What this task involves -
Starting from the line that contains "the stadium floodlight", reproduce each line exactly through the end of the material, and include no other lines.

-.-.-

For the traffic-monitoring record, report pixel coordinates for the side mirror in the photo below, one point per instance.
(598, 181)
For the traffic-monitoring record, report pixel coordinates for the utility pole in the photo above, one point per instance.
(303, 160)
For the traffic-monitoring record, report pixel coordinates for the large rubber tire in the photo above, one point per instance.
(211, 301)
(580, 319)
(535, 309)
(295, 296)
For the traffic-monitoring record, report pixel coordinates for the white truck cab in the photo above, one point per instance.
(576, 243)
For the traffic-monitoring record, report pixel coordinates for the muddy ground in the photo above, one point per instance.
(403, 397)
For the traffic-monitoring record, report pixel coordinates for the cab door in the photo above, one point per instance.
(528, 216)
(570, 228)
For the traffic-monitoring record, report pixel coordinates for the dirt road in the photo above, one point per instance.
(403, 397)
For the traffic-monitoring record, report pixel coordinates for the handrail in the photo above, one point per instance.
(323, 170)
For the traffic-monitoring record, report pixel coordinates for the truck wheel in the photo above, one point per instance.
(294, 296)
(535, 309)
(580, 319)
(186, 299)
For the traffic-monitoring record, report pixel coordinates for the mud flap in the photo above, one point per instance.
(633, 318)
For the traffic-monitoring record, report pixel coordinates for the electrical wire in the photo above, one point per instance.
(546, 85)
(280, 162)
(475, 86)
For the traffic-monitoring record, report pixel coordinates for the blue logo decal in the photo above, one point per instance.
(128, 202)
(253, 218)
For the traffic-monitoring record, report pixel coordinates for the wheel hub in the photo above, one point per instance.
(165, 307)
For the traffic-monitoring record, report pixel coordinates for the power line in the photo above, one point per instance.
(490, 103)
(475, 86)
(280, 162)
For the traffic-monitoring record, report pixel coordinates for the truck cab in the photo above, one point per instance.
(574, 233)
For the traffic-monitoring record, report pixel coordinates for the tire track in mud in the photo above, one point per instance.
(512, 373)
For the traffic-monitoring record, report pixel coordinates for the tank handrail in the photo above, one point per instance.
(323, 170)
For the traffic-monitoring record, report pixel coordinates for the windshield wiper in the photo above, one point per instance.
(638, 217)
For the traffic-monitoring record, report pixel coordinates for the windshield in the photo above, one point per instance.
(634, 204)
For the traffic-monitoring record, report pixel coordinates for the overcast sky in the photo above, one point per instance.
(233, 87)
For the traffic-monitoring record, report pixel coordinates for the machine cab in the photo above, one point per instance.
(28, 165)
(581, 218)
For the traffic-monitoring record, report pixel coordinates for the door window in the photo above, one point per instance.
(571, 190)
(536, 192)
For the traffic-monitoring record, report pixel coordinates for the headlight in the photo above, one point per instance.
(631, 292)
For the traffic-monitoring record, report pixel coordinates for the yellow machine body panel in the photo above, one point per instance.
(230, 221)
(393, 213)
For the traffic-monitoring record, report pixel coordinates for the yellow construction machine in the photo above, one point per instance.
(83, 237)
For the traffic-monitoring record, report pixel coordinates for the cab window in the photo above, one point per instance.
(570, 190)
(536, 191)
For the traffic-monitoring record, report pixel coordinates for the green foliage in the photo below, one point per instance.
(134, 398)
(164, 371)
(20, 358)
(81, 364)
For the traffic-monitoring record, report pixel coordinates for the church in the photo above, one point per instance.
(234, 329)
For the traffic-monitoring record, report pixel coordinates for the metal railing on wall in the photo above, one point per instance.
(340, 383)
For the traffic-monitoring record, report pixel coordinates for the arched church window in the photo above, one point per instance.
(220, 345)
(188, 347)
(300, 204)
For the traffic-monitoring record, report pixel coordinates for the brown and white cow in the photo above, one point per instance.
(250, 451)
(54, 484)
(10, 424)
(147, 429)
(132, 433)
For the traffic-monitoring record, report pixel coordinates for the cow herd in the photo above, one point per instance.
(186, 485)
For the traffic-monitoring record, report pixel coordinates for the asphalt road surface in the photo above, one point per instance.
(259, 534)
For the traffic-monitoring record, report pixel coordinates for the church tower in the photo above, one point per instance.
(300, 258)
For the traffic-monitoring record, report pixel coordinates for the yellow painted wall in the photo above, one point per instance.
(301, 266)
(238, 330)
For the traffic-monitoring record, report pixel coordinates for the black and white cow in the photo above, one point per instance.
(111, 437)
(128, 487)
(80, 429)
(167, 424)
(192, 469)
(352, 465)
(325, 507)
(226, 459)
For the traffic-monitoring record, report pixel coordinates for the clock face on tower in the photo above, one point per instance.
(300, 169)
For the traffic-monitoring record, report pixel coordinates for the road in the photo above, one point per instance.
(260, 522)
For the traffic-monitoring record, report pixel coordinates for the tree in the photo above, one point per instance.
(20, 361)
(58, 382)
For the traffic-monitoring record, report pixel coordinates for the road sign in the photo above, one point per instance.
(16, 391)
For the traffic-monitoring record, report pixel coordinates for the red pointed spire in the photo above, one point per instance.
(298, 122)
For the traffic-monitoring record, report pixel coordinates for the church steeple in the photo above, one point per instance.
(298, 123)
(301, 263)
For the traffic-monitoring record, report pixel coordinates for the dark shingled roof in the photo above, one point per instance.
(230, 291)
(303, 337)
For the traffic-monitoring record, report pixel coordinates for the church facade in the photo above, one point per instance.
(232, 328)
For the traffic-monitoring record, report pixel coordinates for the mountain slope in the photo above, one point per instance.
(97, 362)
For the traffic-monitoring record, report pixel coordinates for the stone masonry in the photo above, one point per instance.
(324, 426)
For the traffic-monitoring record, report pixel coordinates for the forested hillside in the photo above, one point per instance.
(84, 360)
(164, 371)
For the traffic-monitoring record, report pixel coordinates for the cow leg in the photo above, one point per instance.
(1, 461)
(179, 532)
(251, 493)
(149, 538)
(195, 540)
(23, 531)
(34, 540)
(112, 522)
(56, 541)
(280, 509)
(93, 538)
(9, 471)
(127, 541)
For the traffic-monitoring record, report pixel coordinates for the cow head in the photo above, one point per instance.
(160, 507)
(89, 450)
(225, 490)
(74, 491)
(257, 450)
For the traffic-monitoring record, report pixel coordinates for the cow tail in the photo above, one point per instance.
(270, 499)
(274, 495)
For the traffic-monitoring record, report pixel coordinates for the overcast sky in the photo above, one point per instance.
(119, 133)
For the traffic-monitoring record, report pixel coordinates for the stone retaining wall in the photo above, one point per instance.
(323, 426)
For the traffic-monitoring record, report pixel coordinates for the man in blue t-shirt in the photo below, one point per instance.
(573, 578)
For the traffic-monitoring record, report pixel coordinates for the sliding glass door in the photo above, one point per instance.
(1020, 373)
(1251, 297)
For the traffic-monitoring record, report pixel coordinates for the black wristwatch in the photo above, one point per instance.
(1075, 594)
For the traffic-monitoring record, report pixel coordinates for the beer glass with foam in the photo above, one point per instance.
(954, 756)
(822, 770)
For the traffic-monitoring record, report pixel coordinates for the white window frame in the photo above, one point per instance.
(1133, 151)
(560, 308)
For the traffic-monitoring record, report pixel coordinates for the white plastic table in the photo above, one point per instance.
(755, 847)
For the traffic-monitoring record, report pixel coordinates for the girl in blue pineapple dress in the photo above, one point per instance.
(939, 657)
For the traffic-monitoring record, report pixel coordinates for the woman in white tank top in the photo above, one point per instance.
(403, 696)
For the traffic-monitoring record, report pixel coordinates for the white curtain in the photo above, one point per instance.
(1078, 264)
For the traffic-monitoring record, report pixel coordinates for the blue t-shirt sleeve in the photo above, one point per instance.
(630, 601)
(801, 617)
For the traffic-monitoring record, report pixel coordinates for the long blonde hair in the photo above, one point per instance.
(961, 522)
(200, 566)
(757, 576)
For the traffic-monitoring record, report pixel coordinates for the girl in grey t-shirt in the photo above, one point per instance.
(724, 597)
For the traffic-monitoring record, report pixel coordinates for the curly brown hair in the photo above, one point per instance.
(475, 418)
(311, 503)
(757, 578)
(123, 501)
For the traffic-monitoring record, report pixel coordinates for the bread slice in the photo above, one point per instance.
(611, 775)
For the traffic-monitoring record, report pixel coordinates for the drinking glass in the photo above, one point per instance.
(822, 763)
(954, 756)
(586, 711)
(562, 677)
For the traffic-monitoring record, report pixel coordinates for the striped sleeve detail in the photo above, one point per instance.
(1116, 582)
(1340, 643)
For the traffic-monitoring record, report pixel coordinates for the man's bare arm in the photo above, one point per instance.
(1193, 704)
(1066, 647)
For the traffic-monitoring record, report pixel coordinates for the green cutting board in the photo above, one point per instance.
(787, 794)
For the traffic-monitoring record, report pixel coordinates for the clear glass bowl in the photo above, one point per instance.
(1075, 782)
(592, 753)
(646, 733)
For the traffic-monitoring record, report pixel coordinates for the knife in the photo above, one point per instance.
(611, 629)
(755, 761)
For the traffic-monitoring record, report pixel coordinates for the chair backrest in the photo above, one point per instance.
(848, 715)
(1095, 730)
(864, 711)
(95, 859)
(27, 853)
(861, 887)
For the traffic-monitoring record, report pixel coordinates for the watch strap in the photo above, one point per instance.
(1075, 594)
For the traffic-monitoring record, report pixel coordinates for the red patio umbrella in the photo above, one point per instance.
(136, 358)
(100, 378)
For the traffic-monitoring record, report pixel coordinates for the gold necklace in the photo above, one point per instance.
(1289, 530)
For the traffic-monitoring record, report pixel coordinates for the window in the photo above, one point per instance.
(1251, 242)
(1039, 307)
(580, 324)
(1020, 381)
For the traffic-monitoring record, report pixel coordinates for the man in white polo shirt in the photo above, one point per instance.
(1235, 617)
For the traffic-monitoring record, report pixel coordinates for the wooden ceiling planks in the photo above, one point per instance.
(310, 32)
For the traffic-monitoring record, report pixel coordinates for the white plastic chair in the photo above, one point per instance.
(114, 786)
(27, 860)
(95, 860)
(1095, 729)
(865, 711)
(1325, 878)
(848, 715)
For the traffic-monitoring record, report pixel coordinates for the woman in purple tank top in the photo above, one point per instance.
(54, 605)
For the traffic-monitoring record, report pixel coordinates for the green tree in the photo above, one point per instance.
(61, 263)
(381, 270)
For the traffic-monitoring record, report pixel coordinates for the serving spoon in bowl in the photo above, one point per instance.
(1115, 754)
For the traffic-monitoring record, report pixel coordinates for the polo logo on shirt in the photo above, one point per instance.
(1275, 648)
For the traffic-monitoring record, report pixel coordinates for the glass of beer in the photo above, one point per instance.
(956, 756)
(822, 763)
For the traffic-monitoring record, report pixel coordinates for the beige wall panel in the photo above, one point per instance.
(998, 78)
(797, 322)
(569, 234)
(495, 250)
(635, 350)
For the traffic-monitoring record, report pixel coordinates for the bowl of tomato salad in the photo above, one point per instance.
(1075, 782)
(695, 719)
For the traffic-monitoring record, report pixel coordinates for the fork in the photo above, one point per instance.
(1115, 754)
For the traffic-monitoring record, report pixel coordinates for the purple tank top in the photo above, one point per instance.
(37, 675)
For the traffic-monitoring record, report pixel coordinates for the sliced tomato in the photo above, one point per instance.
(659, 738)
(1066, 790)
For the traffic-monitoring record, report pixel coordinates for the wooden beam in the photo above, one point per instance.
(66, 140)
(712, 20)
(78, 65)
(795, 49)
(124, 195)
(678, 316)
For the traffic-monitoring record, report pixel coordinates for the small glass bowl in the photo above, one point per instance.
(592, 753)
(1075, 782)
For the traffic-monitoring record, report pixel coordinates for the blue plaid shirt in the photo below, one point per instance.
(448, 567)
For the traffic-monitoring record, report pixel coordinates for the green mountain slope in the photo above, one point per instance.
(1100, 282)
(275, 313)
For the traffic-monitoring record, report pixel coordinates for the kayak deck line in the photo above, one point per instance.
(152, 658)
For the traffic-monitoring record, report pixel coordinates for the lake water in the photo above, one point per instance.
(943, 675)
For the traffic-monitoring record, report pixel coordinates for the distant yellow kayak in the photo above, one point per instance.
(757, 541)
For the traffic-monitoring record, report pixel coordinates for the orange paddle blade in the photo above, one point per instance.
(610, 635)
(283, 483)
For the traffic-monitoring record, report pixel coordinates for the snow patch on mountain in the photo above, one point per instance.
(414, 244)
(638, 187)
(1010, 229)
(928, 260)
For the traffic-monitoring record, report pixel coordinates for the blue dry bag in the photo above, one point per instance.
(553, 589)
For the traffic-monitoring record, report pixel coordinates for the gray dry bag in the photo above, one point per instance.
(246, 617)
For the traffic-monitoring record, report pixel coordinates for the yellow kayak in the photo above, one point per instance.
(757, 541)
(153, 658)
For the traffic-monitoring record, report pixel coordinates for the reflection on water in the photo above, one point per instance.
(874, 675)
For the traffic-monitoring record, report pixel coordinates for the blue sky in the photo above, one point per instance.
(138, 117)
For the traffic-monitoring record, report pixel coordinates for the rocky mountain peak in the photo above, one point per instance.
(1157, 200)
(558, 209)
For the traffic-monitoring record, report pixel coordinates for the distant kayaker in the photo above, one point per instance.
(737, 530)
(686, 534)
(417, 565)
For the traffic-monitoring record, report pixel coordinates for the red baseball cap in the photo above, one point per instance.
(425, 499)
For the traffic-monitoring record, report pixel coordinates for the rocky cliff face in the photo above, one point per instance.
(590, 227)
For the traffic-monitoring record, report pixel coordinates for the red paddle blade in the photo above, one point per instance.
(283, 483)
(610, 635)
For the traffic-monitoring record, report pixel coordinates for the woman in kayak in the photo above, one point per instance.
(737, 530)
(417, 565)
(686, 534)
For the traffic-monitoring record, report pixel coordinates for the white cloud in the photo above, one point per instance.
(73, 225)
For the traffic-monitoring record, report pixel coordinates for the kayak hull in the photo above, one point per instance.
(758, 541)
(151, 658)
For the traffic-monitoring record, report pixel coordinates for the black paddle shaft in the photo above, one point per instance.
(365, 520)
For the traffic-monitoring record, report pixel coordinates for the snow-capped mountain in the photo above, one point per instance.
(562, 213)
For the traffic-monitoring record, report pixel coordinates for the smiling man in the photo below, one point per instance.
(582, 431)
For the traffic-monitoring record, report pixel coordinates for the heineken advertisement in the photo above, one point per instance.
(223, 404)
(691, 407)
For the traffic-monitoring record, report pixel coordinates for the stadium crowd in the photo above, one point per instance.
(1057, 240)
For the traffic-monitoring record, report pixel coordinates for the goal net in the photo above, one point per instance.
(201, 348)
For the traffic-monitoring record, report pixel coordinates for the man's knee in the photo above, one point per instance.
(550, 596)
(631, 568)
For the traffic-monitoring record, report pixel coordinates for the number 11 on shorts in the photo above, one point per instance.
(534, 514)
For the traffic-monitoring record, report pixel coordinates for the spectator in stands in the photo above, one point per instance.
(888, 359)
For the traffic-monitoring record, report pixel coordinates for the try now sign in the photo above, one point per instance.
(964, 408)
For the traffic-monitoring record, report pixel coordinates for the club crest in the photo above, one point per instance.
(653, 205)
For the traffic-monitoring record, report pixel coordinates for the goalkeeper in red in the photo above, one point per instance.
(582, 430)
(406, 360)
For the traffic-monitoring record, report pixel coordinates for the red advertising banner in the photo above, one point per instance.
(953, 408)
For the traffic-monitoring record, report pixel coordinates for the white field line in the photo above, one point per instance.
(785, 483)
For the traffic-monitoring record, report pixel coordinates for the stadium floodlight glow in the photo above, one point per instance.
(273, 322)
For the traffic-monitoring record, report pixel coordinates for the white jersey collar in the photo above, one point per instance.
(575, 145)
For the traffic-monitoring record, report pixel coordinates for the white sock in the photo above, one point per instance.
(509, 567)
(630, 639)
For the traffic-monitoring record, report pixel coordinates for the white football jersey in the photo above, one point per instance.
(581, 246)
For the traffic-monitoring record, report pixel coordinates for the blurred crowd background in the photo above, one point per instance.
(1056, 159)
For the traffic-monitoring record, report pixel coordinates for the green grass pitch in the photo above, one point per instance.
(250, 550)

-.-.-

Reply to the task -
For the traffic-monitoring record, report pixel coordinates for the stadium floodlight glow in the photo above, one point per instance.
(273, 322)
For the traffic-monitoring record, report pixel coordinates for the white jersey collar in the photo above, one point per instance.
(575, 145)
For the traffic-monitoring record, report pixel coordinates for the white sock in the photo above, one point per instance.
(509, 567)
(630, 639)
For the traffic-monitoring record, report pixel coordinates for the white football jersey in the photo above, one point per instance.
(581, 246)
For the traffic-monitoring record, report pixel coordinates for the blurred crowd background in the photo above, one point per instance.
(1056, 159)
For the traffic-monitoring record, report pixel coordinates for the green grass pitch in the photo above, one point per instance.
(250, 550)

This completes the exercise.